Aim of the task: Count the lines in the entries below that contain the word "suspension", and give only the number.

--- begin ---

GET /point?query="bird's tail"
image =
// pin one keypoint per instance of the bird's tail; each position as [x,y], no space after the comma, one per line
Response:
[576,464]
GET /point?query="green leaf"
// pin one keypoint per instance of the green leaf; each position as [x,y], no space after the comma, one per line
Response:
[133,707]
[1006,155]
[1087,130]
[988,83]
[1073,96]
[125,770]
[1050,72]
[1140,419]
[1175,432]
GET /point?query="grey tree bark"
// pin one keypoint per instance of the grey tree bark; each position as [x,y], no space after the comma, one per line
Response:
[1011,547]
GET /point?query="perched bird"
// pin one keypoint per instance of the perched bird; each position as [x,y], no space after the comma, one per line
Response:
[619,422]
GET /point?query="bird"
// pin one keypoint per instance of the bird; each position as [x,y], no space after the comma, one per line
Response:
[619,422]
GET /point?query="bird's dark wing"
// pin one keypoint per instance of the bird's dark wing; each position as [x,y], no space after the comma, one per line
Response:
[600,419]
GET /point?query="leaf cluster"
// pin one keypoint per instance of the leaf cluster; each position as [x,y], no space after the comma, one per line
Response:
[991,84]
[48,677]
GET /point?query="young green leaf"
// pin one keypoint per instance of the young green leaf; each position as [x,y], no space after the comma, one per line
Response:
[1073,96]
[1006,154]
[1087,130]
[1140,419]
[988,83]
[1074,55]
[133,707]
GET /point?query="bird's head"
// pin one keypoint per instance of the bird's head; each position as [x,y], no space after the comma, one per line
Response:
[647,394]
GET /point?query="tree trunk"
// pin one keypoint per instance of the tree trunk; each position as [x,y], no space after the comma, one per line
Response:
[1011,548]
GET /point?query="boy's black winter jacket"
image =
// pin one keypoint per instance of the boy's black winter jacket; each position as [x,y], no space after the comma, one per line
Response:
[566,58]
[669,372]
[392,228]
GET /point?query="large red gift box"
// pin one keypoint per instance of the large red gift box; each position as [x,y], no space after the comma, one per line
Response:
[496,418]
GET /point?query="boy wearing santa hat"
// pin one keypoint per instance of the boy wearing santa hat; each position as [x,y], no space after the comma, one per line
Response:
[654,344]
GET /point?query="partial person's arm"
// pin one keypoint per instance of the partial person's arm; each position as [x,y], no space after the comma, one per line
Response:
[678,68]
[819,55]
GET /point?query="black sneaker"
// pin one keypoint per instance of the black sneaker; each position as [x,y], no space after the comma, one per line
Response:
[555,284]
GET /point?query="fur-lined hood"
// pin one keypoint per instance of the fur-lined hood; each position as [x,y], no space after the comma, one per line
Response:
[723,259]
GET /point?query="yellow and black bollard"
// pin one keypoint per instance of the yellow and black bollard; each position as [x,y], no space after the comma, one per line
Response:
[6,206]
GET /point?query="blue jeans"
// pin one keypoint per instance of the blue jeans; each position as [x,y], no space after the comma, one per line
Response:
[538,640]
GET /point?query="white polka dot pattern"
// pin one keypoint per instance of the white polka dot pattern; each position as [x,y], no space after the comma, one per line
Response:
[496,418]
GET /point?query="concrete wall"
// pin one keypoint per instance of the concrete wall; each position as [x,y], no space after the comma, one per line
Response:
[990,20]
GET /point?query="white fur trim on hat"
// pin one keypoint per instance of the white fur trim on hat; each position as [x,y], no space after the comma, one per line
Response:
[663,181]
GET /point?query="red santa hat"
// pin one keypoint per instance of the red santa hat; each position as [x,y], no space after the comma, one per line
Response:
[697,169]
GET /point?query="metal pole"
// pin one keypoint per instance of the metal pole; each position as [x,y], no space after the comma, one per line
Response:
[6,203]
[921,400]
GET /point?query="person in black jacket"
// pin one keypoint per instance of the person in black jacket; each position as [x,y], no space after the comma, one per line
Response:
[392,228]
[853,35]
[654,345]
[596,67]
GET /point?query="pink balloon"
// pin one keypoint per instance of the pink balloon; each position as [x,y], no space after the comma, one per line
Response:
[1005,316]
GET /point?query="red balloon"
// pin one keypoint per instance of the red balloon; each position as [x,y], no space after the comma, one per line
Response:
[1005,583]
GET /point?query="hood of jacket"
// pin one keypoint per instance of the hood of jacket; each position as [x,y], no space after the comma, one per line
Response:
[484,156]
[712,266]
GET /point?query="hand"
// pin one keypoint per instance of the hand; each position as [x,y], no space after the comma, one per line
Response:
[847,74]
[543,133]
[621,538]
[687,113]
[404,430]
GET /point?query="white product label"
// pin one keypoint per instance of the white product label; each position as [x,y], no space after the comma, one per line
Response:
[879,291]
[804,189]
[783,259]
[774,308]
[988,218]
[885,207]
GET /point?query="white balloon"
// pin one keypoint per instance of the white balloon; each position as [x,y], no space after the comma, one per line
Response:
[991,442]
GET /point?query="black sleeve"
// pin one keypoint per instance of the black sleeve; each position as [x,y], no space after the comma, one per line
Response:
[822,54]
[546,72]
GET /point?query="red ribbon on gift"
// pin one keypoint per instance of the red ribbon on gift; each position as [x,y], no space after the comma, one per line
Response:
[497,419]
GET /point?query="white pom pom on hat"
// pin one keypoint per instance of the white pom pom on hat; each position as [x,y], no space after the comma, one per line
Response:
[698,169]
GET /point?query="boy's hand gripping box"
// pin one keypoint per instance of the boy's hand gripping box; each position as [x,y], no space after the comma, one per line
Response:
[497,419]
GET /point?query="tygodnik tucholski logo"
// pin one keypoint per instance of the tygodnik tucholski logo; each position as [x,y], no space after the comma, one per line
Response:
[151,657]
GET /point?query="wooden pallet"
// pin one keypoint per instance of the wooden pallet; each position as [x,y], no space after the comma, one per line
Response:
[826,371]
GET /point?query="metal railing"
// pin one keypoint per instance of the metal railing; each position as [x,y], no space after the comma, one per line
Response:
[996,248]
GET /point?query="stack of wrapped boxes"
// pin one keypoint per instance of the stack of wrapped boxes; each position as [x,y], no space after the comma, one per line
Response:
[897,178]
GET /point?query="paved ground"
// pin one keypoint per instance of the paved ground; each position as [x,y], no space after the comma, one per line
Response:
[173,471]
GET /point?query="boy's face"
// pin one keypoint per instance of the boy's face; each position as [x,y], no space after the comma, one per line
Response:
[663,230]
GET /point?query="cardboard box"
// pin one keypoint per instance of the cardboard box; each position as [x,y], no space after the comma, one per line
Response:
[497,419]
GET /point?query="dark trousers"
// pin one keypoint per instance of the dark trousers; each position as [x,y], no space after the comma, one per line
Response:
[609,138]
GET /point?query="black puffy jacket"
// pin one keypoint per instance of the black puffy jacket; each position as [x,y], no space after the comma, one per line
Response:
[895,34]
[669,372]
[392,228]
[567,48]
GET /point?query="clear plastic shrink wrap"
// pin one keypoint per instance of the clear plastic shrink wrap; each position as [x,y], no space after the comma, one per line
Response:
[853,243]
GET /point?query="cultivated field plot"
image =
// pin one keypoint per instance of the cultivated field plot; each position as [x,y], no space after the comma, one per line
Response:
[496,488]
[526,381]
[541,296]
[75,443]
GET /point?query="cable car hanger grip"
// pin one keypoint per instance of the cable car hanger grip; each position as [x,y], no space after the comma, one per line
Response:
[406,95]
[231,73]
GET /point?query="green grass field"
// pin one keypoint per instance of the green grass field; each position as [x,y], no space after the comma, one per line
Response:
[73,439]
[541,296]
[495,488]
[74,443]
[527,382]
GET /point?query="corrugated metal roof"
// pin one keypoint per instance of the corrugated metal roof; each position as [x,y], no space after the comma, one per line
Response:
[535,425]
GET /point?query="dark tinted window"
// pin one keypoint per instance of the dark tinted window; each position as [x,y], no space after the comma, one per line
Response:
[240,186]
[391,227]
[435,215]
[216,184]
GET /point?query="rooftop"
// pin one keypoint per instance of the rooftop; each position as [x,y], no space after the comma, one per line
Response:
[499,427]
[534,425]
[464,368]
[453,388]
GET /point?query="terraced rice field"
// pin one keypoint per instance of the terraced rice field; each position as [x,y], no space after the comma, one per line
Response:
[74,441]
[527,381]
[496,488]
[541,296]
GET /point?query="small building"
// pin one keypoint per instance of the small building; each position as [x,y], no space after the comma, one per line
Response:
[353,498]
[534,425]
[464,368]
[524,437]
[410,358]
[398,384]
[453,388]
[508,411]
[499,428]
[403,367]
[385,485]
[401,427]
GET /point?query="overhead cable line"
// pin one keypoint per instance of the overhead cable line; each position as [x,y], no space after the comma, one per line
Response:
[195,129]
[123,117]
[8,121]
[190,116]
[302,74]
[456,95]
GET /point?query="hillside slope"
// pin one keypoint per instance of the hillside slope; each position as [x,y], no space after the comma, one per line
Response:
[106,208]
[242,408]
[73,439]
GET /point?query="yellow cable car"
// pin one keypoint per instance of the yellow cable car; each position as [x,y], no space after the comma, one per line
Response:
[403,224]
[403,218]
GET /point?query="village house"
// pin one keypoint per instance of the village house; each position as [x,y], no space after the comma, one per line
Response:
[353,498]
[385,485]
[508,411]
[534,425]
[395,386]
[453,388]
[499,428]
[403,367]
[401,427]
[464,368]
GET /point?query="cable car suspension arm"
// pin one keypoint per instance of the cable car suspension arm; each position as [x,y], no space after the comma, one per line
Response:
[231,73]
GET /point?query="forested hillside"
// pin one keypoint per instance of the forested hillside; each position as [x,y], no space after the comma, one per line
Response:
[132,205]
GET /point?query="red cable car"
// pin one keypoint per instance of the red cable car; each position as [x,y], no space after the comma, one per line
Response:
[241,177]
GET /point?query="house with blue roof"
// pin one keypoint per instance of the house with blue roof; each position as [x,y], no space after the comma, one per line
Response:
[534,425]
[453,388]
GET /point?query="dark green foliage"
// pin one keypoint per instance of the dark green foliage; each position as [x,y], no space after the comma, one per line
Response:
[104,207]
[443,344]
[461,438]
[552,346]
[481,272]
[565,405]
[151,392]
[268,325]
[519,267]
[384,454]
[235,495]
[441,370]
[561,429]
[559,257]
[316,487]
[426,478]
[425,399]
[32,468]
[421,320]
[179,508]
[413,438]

--- end ---

Correct result: 2